• **Work instructions**
Repeat the entries below exactly and in full.

• **Given data**
━━━━━━

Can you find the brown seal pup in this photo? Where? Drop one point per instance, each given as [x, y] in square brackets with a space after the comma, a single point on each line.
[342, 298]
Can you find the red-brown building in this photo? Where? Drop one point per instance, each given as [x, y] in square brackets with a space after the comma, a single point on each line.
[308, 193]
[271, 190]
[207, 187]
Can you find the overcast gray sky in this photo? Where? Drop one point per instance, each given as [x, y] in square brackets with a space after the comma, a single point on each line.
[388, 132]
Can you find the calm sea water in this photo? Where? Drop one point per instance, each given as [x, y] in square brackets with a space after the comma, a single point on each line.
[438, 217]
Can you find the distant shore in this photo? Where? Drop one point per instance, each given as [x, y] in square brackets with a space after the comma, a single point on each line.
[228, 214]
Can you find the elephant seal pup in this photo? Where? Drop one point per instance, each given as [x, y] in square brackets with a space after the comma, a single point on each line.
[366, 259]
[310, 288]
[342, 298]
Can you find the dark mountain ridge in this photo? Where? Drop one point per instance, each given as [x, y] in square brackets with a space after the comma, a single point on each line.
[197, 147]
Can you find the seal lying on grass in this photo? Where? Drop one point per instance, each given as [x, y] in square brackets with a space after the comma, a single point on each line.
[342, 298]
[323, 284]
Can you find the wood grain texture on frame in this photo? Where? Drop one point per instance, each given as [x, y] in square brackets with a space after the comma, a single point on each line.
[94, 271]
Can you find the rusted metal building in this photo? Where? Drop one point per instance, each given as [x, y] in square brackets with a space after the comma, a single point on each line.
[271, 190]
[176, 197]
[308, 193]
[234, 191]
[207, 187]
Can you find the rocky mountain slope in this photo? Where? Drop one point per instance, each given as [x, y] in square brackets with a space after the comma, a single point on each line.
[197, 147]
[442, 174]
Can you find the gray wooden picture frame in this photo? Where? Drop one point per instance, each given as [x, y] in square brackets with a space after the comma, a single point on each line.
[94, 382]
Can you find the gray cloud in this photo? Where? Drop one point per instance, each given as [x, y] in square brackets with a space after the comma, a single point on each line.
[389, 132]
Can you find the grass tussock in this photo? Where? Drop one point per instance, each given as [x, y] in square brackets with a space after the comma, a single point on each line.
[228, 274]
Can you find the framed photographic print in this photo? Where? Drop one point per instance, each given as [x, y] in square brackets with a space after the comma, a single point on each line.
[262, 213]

━━━━━━

• **Solution**
Can you find the brown seal pup in this photo? Where? Drop one point per instance, each given as [x, y] in square brackets with a space after the comma, a single point on each line.
[342, 298]
Can you find the red-brown building in this photo? Where? Drop one point per instance, each given as [x, y] in square brackets with a space after the comma, a single point on each line.
[308, 193]
[271, 190]
[207, 187]
Can you find the overcast gray sky in this photo? Where? Drop one point per instance, each given as [x, y] in square brackets with a space after the comma, a single point on each line.
[388, 132]
Can you find the calm sea water in this photo? Where? Drop one point per instance, each given as [x, y] in square brackets with a space after the comma, a single point on each line.
[438, 217]
Can you find the distant shore in this photo? Where? Drop one point per instance, each given as [x, y] in square brackets with a space after the comma, a single point on each line.
[228, 214]
Can you find the elephant seal pup in this photo? Where? Drop one point per instance, each given as [x, y] in square brackets with a space after the comma, a single point on each line.
[366, 259]
[310, 288]
[342, 298]
Can you find the dark mountain ridge in this photo? Where? Drop one point per instance, each given as [x, y] in square brackets with a space after the comma, a single point on each line.
[197, 147]
Can you find the seal lying on grass in this photo? Where? Drop one point per instance, each given as [x, y] in square brackets with a space after the comma, a single point on each line.
[342, 298]
[323, 284]
Can you find the wood grain texture on frame in this photo? Where? Drop one point per instance, each given as [x, y] in square brackets with a space after the comma, a single point on each line.
[94, 271]
Can you find the rusted metal building in this photo? Where? Drop one point per instance, each given as [x, y] in square brackets with a space after the comma, a single point on each line.
[271, 190]
[176, 197]
[308, 193]
[234, 191]
[207, 187]
Can you find the rocky mountain slope in this photo? Where? Drop one point per instance, each given as [x, y] in square brackets with a space after the comma, a single point on each line.
[197, 147]
[442, 174]
Can you find the gray wooden picture frame in this photo? Where? Drop one point per instance, each given as [x, y] in square brackets with a space after the comma, a single point on each line.
[94, 382]
Can you find the gray cloud in this photo? Where? Drop one point per instance, each given as [x, y] in square brackets with a space after the comma, a single point on each line.
[389, 132]
Can you find the grass tussock in this photo? Where? Drop one point per instance, each given as [x, y] in square brackets with a space after the comma, a single point on each line.
[228, 274]
Can you find the framed photographic print in this photo? Where? Drop one point per instance, each given as [x, y] in square brackets with a space after the comma, a single point on each line.
[262, 213]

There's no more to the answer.